--- STUDY TEXT Enclosed Below ---
Catching Fire: How Cooking Made Us Human
In this stunningly original book, Richard Wrangham argues that it was cooking that caused the extraordinary transformation of our ancestors from apelike beings to Homo erectus. At the heart of "Catching Fire" lies an explosive new idea: the habit of eating cooked rather than raw food permitted the digestive tract to shrink and the human brain to grow, helped structure human society, and created the male-female division of labour. As our ancestors adapted to using fire, humans emerged as 'the cooking apes'. Covering everything from food-labelling and overweight pets to raw-food faddists, "Catching Fire" offers a startlingly original argument about how we came to be the social, intelligent, and sexual species we are today.
Shortlisted for BBC Samuel Johnson Prize for Non-Fiction 2010.
--- End of Enclosed STUDY TEXT ---
--- RECORDED INFORMATION Enclosed Below ---
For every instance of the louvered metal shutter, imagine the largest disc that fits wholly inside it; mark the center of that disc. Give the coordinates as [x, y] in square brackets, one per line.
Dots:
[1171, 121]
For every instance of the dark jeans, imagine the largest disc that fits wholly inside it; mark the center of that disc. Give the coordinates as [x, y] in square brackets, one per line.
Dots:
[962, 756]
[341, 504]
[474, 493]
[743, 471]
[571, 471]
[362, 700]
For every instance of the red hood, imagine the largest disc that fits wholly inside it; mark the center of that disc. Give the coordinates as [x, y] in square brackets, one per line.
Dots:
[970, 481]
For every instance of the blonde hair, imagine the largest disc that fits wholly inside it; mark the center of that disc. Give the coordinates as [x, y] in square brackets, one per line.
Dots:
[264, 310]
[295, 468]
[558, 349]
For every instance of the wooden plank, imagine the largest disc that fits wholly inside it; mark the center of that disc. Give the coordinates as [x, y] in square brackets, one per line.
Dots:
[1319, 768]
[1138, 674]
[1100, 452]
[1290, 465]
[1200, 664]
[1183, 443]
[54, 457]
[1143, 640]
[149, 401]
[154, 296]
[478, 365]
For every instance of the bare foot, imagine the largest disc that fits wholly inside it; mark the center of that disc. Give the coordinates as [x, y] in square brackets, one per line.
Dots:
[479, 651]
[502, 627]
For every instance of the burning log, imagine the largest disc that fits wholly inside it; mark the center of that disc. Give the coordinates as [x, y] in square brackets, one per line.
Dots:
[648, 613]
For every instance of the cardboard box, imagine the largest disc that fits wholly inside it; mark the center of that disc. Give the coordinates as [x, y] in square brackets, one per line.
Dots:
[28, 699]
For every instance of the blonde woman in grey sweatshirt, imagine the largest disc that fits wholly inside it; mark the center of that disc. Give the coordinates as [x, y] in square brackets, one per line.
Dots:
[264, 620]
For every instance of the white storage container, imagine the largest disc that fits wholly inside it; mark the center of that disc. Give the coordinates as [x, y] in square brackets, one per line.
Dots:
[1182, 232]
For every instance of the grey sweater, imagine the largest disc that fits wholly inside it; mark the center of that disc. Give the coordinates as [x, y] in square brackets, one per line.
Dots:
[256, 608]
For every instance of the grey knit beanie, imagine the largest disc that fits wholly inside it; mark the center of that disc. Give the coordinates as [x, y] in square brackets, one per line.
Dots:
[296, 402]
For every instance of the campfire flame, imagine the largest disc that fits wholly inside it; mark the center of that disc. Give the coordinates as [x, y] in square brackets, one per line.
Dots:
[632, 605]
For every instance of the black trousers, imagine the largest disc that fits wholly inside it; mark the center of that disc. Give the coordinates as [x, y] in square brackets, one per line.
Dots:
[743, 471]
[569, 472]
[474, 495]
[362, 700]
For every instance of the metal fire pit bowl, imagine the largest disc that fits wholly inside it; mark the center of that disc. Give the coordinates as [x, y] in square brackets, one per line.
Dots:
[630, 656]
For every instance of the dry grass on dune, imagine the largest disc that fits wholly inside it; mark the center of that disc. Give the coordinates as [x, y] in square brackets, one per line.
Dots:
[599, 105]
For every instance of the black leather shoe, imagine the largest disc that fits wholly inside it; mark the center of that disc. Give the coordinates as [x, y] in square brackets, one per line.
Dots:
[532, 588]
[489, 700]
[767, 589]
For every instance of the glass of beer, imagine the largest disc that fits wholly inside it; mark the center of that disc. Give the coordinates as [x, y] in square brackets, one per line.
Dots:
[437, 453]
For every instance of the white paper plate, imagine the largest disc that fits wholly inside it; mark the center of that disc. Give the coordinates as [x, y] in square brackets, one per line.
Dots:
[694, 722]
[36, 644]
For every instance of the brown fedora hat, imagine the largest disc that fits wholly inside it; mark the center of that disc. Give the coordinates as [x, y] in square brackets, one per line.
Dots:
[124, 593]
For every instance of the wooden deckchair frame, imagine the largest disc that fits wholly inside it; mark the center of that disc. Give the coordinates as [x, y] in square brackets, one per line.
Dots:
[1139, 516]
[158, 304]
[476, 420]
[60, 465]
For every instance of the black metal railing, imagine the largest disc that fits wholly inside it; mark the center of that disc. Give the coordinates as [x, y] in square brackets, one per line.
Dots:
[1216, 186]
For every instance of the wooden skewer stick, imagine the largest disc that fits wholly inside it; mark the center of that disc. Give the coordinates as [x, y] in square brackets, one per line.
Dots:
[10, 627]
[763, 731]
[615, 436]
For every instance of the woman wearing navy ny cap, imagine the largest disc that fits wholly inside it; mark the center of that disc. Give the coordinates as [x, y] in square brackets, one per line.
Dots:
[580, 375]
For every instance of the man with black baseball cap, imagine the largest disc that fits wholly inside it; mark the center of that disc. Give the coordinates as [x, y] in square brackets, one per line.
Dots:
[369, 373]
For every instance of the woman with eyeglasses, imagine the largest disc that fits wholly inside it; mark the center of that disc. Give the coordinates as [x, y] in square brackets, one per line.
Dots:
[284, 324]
--- End of Enclosed RECORDED INFORMATION ---
**WORK TASK**.
Extend the Catching Fire description with a further passage that picks up right after its final line. The listing has no connection to the Catching Fire description.

**YOUR RESPONSE**.
"'Toothsome, skillfully prepared brain food.' Dwight Garner, New York Times 'How exciting to see a distinguished scholar proving unequivocally that cookery is at the centre of our humanity' Sam Clark, Moro 'As easily digested as the cooked food it champions... This book packs the punch of a Tournedo Rossini with the lightness of a foam infusion' Allegra McEvedy, Guardian chef-in-residence "This notion is surprising, fresh and, in the hands of Richard Wrangham, utterly persuasive... Big, new ideas do not come along often in evolution these days, but this is one." -Matt Ridley, author of Genome"
Richard Wrangham is the Ruth Moore Professor of Biological Anthropology at Harvard University, Curator of Primate Behavioural Biology at the Peabody Museum, and Director of the Kibale Chimpanzee Project in Uganda. He has been featured on NPR and in the Boston Globe, New Scientist, Scientific American, and more. He lives in Cambridge, Massachusetts.